* _THE REQUEST_
Put the listing below into a Markdown table with two columns, "Number" and "Text", with one row per line, skipping blank lines. Leave the pictures out of your answer.

* _ITEMS_
-- -- --

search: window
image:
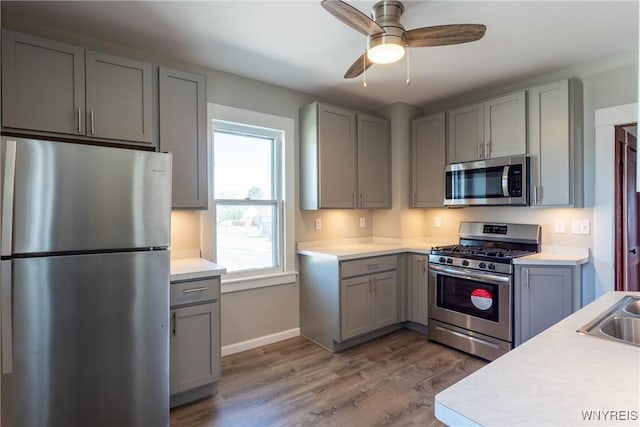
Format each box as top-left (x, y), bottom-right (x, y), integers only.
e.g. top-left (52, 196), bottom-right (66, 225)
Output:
top-left (211, 120), bottom-right (283, 276)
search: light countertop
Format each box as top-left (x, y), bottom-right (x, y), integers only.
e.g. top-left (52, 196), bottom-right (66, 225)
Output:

-- -- --

* _ANSWER IN FULL_
| Number | Text |
|---|---|
| 1 | search: window |
| 2 | image: |
| 3 | Format each box as top-left (x, y), bottom-right (x, y), integers only. |
| 4 | e.g. top-left (52, 196), bottom-right (66, 225) |
| 5 | Output: |
| 6 | top-left (211, 120), bottom-right (283, 276) |
| 7 | search: light countertop |
| 8 | Format each box as top-left (x, y), bottom-right (x, y), integers only. |
| 9 | e.g. top-left (52, 196), bottom-right (66, 225) |
| 10 | Output: |